▸ What the task requires
In the article on Welsh smoking restrictions, copy out word for word the stretch from "There is an" through "80% under 18.".

▸ Given passage
+ + + + + + +
NEW laws banning smoking in schools and playgrounds could play a major role in reducing youth smoking prevalence in Wales as new figures reveal 81% of the country’s 467,000 smokers were under 18 when they tried their first cigarette.
The regulations, which were debated in the Senedd yesterday (October 20th), will come into force on March 1st as part of the Public Health (Wales) Act 2017 and are the latest in a raft of Welsh Government measures to de-normalise smoking, reduce prevalence, and protect non-smokers.
There is an urgent need for action to tackle youth smoking in Wales where 9% of 15-16-year-olds smoke on a regular basis, a figure that has remained unchanged since 2013. ASH Wales’ latest YouGov Survey shows 51% of current smokers were 16 or under when they tried their first cigarette and over 80% under 18.
The survey also revealed overwhelming public support for measures to protect children from smoking, with 82% of respondents saying smoking should be banned in outdoor areas where children play sport – a move recently adopted by the Football Association of Wales.
When asked about Welsh Government action to limit smoking 43% of the Welsh public think they are not doing enough with only 10% saying they are doing too much. Meanwhile 68% said they would support the setting of an endgame target to reduce smoking to less than 5% of the population by 2030.
+ + + + + + +
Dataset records

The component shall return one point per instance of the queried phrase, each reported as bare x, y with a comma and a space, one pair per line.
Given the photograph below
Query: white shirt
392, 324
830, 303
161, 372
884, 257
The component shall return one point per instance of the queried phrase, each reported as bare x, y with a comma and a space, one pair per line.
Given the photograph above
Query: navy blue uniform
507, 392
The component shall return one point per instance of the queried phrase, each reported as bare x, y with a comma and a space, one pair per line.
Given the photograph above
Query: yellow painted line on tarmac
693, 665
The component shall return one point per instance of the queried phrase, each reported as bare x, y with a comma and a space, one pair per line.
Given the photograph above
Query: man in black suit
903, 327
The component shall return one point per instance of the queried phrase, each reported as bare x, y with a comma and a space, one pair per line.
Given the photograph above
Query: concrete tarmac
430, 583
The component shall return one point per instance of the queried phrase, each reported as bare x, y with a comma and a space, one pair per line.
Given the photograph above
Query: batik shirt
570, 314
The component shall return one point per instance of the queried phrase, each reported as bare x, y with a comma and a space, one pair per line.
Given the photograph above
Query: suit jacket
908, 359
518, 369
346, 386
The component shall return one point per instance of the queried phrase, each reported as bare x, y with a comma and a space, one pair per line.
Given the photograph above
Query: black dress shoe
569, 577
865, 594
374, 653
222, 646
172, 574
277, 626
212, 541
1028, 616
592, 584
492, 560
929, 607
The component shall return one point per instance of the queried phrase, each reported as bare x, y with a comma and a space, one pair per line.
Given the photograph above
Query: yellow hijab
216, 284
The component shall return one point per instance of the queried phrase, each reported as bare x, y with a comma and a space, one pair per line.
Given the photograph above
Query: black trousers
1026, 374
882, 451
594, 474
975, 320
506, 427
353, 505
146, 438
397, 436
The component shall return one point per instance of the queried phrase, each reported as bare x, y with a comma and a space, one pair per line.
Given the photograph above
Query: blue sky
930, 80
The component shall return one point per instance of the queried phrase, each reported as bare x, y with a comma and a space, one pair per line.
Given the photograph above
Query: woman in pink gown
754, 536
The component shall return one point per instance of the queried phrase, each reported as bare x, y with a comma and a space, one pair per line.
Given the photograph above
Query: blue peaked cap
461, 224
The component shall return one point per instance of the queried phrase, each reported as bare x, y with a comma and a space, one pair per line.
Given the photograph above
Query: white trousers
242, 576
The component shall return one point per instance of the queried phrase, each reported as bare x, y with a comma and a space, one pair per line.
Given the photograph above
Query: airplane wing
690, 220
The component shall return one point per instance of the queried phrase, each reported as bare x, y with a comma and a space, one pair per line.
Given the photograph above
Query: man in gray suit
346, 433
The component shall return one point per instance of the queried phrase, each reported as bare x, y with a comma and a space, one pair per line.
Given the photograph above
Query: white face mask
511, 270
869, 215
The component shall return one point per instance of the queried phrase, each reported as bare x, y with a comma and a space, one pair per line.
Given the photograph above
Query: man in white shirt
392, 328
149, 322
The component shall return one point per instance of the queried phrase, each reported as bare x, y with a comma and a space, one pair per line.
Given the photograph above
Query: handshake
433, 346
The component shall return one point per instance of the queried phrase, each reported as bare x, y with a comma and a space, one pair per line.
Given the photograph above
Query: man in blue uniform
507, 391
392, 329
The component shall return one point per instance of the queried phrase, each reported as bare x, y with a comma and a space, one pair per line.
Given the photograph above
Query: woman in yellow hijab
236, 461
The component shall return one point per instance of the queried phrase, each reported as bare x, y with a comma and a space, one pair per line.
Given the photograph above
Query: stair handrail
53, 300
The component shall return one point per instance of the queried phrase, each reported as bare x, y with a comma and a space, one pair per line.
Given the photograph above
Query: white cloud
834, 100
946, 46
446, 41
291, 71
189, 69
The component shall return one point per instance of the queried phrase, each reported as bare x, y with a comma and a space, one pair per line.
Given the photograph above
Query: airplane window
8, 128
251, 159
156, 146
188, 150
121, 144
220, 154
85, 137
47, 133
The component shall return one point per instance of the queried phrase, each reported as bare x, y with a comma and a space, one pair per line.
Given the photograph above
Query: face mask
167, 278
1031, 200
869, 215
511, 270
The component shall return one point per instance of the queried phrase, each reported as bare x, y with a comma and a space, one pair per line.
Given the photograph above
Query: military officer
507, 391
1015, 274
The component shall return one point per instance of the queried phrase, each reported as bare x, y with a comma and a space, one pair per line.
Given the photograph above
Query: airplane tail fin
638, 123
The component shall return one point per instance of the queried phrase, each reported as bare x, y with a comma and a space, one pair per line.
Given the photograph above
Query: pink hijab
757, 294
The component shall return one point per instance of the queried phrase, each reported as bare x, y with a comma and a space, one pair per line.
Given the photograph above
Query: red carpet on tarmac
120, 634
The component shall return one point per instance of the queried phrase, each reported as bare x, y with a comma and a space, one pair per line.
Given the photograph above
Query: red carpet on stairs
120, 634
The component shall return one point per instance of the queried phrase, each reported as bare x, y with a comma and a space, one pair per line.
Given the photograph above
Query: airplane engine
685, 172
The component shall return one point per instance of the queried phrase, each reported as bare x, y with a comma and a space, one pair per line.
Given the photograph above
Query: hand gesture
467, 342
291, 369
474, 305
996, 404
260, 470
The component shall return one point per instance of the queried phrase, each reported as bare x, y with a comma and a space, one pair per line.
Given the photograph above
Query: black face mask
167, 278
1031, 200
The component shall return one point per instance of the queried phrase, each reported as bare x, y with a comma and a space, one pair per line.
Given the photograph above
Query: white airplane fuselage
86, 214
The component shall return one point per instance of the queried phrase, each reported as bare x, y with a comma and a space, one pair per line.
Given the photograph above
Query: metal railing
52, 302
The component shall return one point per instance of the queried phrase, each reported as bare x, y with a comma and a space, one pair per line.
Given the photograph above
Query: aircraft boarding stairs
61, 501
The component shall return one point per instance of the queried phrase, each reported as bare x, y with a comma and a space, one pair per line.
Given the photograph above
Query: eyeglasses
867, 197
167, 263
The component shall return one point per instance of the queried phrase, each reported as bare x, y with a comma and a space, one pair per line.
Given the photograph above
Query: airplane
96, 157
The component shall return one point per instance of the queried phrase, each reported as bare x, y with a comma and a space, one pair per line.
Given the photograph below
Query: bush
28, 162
+ + + + + + +
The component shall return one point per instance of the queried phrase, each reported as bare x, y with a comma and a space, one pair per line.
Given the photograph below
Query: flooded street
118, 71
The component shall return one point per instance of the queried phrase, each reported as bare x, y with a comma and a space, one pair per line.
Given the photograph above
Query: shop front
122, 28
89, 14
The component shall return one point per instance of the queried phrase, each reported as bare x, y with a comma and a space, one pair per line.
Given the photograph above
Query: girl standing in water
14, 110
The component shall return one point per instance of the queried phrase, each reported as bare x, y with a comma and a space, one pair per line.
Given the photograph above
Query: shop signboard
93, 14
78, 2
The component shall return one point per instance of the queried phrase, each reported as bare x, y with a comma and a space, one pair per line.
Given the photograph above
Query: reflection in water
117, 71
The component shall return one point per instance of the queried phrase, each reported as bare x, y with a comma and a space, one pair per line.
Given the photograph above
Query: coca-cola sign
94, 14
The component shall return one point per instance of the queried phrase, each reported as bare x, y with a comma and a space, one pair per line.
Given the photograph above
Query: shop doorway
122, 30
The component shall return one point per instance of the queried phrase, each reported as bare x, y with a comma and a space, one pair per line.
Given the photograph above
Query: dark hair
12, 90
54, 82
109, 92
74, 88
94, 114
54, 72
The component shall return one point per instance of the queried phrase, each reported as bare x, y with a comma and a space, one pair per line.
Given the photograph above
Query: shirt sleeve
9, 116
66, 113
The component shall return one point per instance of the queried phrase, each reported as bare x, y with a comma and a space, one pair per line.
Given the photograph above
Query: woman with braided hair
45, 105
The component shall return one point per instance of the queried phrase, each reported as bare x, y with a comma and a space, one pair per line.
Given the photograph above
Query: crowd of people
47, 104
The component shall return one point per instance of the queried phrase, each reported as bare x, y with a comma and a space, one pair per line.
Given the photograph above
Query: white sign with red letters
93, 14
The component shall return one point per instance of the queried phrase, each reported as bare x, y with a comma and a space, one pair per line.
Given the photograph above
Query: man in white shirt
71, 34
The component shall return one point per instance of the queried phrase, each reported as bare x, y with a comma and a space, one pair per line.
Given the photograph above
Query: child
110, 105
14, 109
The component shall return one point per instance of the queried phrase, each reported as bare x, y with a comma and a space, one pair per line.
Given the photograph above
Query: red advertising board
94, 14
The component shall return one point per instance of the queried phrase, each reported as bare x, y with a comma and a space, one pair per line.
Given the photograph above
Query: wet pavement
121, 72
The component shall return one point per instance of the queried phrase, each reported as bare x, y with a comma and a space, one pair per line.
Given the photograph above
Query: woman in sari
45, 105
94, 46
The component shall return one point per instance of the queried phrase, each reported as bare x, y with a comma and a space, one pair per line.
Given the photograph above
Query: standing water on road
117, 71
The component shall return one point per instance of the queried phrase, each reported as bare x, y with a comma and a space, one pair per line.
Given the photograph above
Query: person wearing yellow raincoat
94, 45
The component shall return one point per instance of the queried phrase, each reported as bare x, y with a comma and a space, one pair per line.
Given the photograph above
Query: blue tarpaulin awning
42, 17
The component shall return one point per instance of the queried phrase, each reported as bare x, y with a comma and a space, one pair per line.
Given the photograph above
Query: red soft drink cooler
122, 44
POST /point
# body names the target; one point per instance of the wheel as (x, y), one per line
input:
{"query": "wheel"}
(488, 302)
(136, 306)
+ + + + + + +
▸ Written response
There is an urgent need for action to tackle youth smoking in Wales where 9% of 15-16-year-olds smoke on a regular basis, a figure that has remained unchanged since 2013. ASH Wales’ latest YouGov Survey shows 51% of current smokers were 16 or under when they tried their first cigarette and over 80% under 18.